┌────────

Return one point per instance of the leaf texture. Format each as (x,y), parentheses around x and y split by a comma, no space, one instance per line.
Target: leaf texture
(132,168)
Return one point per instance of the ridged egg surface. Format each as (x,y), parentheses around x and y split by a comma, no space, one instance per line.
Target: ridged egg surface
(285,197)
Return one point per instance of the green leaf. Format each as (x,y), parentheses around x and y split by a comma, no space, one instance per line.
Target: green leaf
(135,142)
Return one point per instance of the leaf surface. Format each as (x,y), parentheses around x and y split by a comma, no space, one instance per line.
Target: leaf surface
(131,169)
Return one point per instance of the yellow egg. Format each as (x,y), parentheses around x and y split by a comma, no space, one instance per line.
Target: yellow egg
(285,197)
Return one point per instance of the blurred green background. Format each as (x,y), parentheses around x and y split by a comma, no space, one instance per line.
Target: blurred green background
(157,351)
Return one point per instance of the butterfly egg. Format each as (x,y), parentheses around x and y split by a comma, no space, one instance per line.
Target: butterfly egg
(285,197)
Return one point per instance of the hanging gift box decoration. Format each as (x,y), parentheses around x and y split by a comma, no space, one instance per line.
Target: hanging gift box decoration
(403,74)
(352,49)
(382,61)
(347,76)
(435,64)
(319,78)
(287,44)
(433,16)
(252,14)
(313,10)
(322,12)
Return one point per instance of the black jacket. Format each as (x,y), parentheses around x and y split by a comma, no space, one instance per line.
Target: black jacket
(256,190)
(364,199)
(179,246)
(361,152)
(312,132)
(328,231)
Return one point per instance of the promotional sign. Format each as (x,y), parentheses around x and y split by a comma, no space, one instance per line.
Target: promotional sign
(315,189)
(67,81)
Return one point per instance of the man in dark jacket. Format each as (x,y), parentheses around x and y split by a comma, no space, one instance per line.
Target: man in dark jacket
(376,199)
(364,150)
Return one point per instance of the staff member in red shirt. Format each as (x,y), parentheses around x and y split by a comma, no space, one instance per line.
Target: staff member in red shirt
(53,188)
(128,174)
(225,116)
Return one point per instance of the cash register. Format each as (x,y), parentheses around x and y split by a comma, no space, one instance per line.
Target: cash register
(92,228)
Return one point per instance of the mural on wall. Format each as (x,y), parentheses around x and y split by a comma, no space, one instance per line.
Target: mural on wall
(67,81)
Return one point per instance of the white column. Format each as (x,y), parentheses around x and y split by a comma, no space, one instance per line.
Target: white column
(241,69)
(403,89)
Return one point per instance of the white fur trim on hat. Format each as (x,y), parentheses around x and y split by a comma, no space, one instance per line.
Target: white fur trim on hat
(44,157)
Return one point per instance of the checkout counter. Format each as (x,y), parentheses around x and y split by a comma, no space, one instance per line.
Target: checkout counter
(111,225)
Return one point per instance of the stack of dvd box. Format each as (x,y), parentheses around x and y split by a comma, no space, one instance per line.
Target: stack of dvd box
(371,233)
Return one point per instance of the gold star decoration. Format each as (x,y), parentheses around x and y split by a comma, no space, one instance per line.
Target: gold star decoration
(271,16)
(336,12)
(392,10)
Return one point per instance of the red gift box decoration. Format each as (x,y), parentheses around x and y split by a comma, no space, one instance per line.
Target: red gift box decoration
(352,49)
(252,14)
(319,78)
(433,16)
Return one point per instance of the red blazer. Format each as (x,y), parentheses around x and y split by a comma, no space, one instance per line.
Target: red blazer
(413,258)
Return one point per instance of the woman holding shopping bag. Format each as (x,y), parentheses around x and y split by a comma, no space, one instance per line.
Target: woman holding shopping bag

└────────

Work instruction:
Considering only the material above, set down every line from the one with "Return one point per instance of the promotional" to the one with "Return one point per instance of the white fur", inclusive, exactly as written.

Solution to the exercise:
Return one point per instance of the promotional sign. Format each as (x,y), parentheses around x and y split by a comma, no space, one instance per line.
Target: promotional sign
(315,189)
(67,81)
Return one point per instance of the man in dark jacket. Format each as (x,y), parentheses around x and y split by a comma, no space, one instance per line.
Target: man in dark jacket
(376,199)
(364,150)
Return one point per instance of the staff member in red shirt. Format each as (x,y), parentheses around x and y split by a comma, no space, one instance per line.
Target: staff member in red shirt
(53,188)
(128,174)
(225,116)
Return one point per instance of the cash register. Format each as (x,y), parentheses around x and y split by a comma, no space, one instance per line.
Target: cash register
(92,228)
Return one point per instance of the mural on wall. Format each as (x,y), parentheses around x and y split by a comma, no space, one instance per line.
Target: mural on wall
(67,81)
Return one point per instance of the white column. Format each as (x,y), parentheses around x and y split by a comma, no space, one instance per line.
Target: white column
(241,69)
(403,89)
Return one point per instance of the white fur trim on hat. Format each as (x,y), parentheses around x and y split by a comma, no space, one instance per line.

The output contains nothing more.